> **Work to do**
Without the pictures, set down every line of the data exactly.

---------------

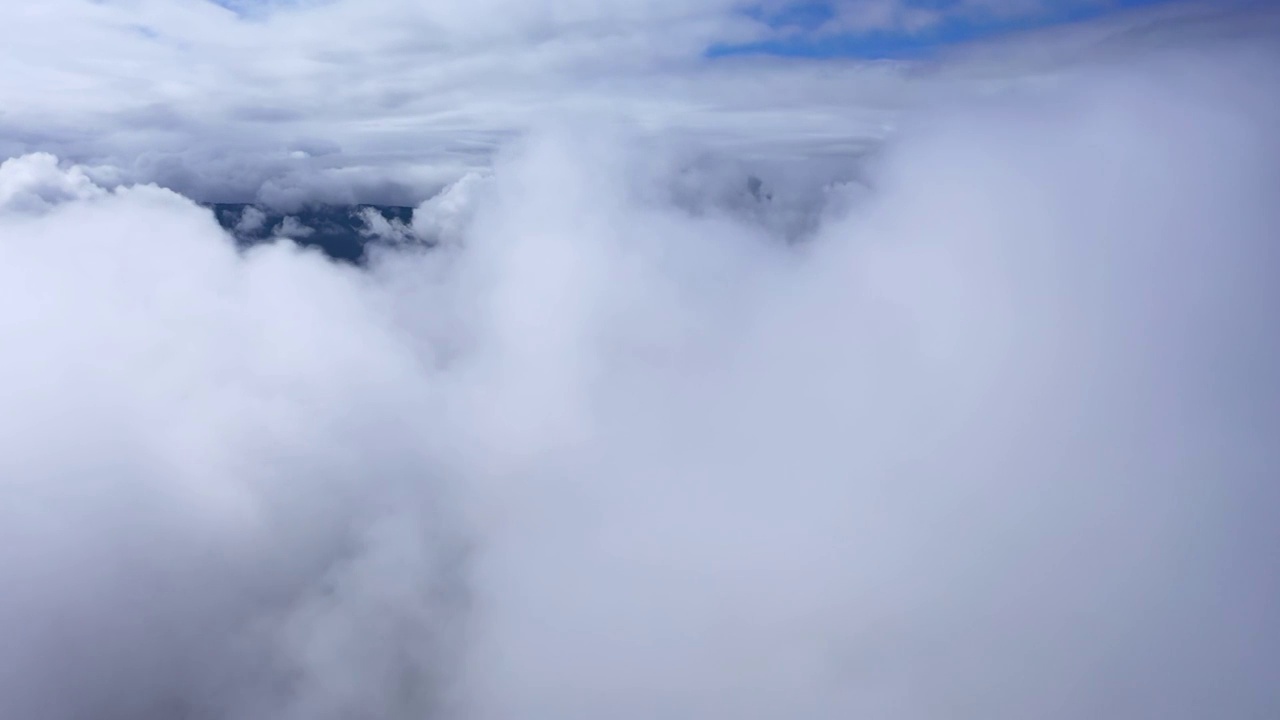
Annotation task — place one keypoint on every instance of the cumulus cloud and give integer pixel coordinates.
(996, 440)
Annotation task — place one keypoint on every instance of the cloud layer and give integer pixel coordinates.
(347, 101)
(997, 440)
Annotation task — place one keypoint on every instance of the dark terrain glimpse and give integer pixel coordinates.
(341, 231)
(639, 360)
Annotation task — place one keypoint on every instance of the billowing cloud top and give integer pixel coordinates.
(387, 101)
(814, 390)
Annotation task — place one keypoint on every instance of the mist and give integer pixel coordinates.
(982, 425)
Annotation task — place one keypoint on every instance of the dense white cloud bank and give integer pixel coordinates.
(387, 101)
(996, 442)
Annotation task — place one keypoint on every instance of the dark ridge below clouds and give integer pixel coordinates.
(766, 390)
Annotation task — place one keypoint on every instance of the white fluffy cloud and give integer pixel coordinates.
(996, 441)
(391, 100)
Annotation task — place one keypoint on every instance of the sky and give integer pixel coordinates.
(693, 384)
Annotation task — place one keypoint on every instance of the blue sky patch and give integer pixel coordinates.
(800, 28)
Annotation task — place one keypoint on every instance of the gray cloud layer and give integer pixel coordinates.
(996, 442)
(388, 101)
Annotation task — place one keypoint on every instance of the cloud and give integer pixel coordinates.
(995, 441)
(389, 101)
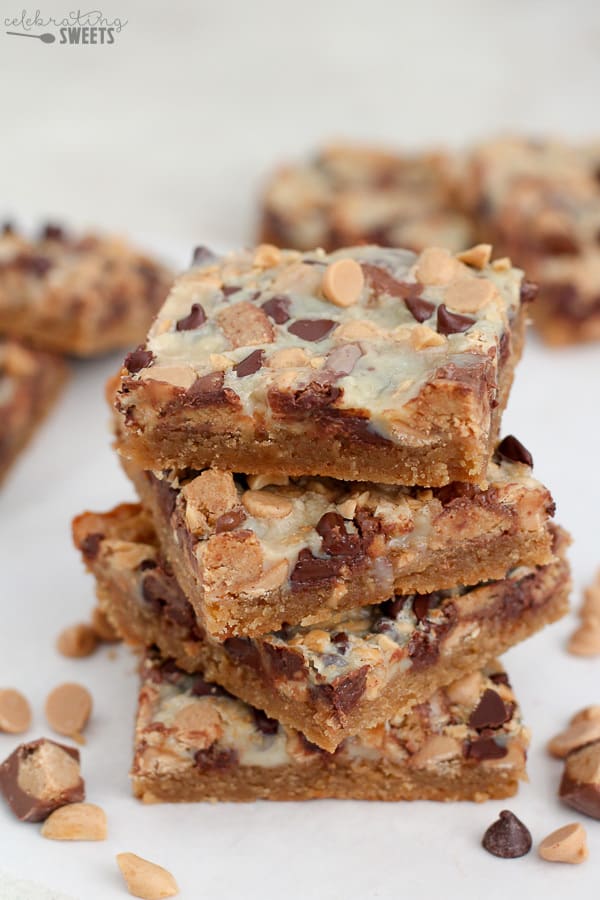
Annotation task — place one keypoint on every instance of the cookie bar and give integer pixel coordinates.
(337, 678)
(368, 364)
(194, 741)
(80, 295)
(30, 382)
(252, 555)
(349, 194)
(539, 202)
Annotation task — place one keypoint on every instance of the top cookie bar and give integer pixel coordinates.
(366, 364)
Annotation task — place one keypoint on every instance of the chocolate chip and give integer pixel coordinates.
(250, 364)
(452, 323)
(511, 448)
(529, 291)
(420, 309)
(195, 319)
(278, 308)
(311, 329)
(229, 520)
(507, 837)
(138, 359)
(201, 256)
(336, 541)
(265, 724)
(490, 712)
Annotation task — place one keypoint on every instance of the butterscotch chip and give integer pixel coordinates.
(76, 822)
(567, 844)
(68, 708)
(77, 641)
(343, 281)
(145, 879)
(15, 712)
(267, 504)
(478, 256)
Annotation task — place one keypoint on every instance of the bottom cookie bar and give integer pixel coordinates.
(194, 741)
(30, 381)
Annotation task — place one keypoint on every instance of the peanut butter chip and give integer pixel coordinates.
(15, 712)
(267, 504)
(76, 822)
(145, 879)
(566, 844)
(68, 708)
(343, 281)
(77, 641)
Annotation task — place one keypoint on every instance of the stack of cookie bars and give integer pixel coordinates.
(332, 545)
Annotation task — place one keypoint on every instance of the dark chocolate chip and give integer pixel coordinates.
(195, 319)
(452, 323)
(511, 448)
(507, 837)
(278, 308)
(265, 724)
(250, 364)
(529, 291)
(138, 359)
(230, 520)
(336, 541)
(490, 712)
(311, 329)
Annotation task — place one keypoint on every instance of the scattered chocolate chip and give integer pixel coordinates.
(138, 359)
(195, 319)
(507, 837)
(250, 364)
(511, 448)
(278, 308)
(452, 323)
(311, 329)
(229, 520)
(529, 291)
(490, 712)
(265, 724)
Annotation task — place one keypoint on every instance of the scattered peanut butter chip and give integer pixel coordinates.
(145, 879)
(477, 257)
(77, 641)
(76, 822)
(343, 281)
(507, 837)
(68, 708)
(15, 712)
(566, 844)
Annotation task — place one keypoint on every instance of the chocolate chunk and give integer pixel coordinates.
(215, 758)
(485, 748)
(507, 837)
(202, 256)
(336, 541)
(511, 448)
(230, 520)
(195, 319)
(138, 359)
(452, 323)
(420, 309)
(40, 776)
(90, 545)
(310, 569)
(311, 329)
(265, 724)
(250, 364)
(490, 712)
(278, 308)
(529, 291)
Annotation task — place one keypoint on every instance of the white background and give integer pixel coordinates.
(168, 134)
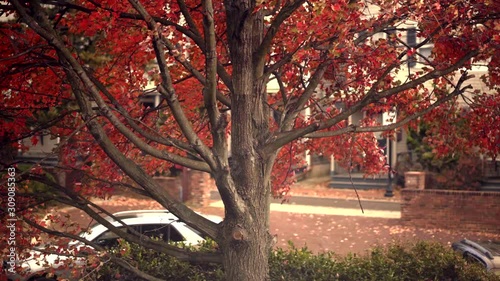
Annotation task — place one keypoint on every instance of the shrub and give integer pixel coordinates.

---------------

> **Response to the task**
Annotation task — place one keypoint on every instance of the cumulus cloud and give integer pixel coordinates.
(996, 440)
Annotation task — place one keypoint on every instance of the cloud layer and give integer pixel coordinates.
(347, 101)
(997, 440)
Annotation task — place one keypoint on every instance of the dark terrain glimpse and give integer pixel coordinates.
(341, 231)
(639, 360)
Annotation task — place one keypoint on every instance of the billowing cloud top and give integer pixel coordinates.
(387, 101)
(814, 390)
Annotation task — place one keypoint on every instance of the mist and give integer pixel coordinates.
(982, 425)
Annotation task — place one keypoint on every instance of the dense white cloud bank and give integer pixel coordinates.
(387, 101)
(996, 442)
Annotation task — place one keypoint on every instance of the dark ridge below clouds and give integer pixel coordinates.
(766, 390)
Annotation task — place one keypoint on every instance of the white fluffy cloud and give integer pixel coordinates.
(996, 441)
(391, 100)
Annotation task — place one keypoint on every instance of the sky and give integer pixel coordinates.
(693, 384)
Annotation task — place one keypoint on every instance of the blue sky patch and give integer pixel coordinates.
(800, 28)
Annotation task — place one keypoint on every instance of the gray cloud layer and give integer pixel coordinates.
(996, 442)
(388, 101)
Annotation task — place one keypoint on every instance of the cloud and give integer pixel coordinates.
(995, 441)
(389, 101)
Annotation task — place one keypoint on every instance of the cookie bar and give integer pixel coordinates.
(337, 678)
(368, 364)
(194, 741)
(80, 295)
(30, 382)
(252, 555)
(349, 194)
(539, 202)
Annotation task — place one keypoint on every instance of the top cookie bar and give integer pixel coordinates.
(366, 364)
Annotation task — place one keypoint on every instance of the chocolate chip and give integer pixel coordinates.
(250, 364)
(452, 323)
(511, 448)
(529, 291)
(420, 309)
(195, 319)
(278, 308)
(311, 329)
(229, 520)
(507, 837)
(138, 359)
(201, 256)
(336, 541)
(265, 724)
(490, 712)
Annotation task — place one keypoint on every instance of the butterscotch chip and give integer pixel coordinates.
(76, 822)
(567, 844)
(68, 708)
(77, 641)
(343, 281)
(145, 879)
(15, 712)
(267, 504)
(478, 256)
Annotation task — place one keypoint on every instance of the bottom cookie bar and give integer pixel coordinates.
(194, 741)
(30, 381)
Annotation task — place one keypoint on every instance of the peanut butter chip and give integer pixel coordinates.
(15, 712)
(267, 504)
(76, 822)
(145, 879)
(566, 844)
(68, 708)
(343, 281)
(77, 641)
Annotation task — place one keypoint on every instance of the stack of cookie bars and give integer pixel coordinates.
(332, 545)
Annotation task — place one keypoint on every instance of the dark chocolate chip and give integer pixel coordinates.
(195, 319)
(452, 323)
(511, 448)
(507, 837)
(278, 308)
(265, 724)
(250, 364)
(529, 291)
(138, 359)
(230, 520)
(336, 541)
(490, 712)
(311, 329)
Annotation task — place one keypoint on every instance of the scattered chocolate chip and give integer pixel coordinates.
(138, 359)
(195, 319)
(507, 837)
(250, 364)
(511, 448)
(278, 308)
(452, 323)
(311, 329)
(229, 520)
(529, 291)
(490, 712)
(265, 724)
Annotation task — place one keypoint on every instance of the scattered peanut butter chip and give integer pixel coordinates.
(145, 879)
(477, 257)
(77, 641)
(76, 822)
(343, 281)
(507, 837)
(68, 708)
(15, 712)
(566, 844)
Annotation task — place one keypoint on every instance of the chocolate chunk and give integer pixel coordinates.
(215, 758)
(485, 748)
(507, 837)
(202, 256)
(336, 541)
(511, 448)
(230, 520)
(195, 319)
(138, 359)
(452, 323)
(420, 309)
(40, 776)
(90, 545)
(310, 569)
(311, 329)
(265, 724)
(250, 364)
(490, 712)
(278, 308)
(529, 291)
Annotation task — place one keypoint on every instance of the white background and give integer pixel coordinates.
(168, 134)
Annotation task — place one keypoint on every instance of the shrub and give integer pixel coordinates.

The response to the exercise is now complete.